*To-do list*.
1. Reproduce the passage of the Polar Race text from "Following the success" to "of the North Magnetic Pole.".
2. According to the Polar Race text, how many Arctic novices did Jock Wishart and David Hempleman-Adams choose for The Ultimate Challenge in 1996?
3. Decide whether each statement agrees with the Polar Race text: (a) teams of up to five people may take part in the race; (b) food, fuel and camera batteries could be replenished at the checkpoints; (c) the Polar Challenge was run by the same organisation as the Polar Race.

*Text section*.
=-=-=-=-=
= Polar Race =

The Polar Race was a biennial race from Resolute on Resolute Bay, Nunavut in northern Canada to the North Magnetic Pole. Teams of two, three or four walk/ski 350 nmi pulling their food and equipment on sleds. Although not unsupported, there were strict rules on the carrying of equipment, with only food, fuel and camera batteries permitted to be replenished at the three checkpoints along the route.

This event should not be confused with the Polar Challenge, which was a different event taking a different route, and run by a different organisation.

==Background==
In 1996, polar adventurers Jock Wishart and David Hempleman-Adams organised The Ultimate Challenge, in which they chose 10 Arctic novices from over 500 applicants and successfully led them to the Magnetic North Pole. On the same trip, they made the first scientific measurements by magnetometer and theodolite for many years to determine the exact location of the Magnetic North Pole: . In 2007, the latest survey found the pole at .

Following the success of the 1996 expedition, which proved that novices could be trained and equipped for a Polar expedition, the two men established The Polar Race. As of May 2011, 5 races have been run with 60 out of 61 competitors successfully reaching the 1996 location of the North Magnetic Pole.
=-=-=-=-=
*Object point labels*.
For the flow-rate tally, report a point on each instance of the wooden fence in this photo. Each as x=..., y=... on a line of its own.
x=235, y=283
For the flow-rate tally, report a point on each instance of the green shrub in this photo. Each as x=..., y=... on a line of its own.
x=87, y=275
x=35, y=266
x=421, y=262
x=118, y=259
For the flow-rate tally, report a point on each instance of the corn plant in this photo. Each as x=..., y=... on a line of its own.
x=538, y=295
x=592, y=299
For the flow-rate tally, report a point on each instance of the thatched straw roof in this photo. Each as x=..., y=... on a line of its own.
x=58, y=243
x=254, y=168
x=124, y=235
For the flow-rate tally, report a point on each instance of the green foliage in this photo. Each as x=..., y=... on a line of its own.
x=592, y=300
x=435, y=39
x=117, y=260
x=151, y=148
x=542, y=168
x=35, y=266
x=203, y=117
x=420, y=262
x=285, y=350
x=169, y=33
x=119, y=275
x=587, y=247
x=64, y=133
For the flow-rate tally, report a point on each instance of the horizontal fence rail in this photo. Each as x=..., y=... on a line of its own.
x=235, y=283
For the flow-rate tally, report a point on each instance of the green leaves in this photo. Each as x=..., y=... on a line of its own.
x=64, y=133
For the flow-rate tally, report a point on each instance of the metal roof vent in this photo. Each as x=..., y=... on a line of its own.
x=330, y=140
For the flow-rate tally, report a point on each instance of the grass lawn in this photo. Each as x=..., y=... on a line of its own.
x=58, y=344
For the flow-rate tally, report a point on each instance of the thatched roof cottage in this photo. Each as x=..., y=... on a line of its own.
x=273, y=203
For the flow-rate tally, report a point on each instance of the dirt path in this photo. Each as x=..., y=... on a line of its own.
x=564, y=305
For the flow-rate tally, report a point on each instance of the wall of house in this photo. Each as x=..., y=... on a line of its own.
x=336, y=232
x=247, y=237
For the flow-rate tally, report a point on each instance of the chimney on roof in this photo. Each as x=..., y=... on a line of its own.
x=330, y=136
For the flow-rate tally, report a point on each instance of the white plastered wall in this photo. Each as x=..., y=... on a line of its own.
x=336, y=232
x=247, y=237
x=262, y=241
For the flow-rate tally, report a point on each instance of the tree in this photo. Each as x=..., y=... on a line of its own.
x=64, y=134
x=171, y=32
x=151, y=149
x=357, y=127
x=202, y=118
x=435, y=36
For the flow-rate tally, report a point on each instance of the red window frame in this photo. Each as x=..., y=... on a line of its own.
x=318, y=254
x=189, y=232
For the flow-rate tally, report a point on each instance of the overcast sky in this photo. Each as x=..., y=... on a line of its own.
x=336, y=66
=-=-=-=-=
*Full solutions*.
1.
Following the success of the 1996 expedition, which proved that novices could be trained and equipped for a Polar expedition, the two men established The Polar Race. As of May 2011, 5 races have been run with 60 out of 61 competitors successfully reaching the 1996 location of the North Magnetic Pole.

2. They chose 10 Arctic novices from over 500 applicants.

3.
(a) No: "Teams of two, three or four walk/ski 350 nmi pulling their food and equipment on sleds."
(b) Yes: "only food, fuel and camera batteries permitted to be replenished at the three checkpoints along the route."
(c) No: "run by a different organisation."